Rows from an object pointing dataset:
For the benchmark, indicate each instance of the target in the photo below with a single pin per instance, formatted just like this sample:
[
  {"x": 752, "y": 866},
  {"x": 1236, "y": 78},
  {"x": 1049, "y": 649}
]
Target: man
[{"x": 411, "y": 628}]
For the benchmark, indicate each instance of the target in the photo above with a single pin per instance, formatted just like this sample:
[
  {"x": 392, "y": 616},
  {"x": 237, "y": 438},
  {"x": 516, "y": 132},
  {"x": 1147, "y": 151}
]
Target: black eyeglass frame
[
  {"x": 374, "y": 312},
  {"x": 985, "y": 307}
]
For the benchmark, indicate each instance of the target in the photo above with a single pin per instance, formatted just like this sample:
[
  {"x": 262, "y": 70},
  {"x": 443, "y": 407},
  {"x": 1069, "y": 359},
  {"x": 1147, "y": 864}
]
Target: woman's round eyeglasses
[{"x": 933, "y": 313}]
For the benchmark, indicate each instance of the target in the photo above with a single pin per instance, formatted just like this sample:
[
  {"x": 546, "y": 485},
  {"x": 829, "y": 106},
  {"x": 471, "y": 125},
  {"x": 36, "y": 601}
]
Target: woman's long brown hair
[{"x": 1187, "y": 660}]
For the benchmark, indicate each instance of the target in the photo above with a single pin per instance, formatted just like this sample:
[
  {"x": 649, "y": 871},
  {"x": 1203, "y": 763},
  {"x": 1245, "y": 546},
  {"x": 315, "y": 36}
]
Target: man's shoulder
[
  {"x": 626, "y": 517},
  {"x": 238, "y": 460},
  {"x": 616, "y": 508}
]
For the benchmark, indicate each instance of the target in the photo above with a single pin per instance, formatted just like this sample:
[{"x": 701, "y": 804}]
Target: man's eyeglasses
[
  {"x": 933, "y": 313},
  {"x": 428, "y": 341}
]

▶ [TASK TO CARRY OUT]:
Report each line in the records above that contains the word "eyeglasses".

▶ [ANSWER TO THE EXERCISE]:
Target: woman's round eyeglasses
Target: man's eyeglasses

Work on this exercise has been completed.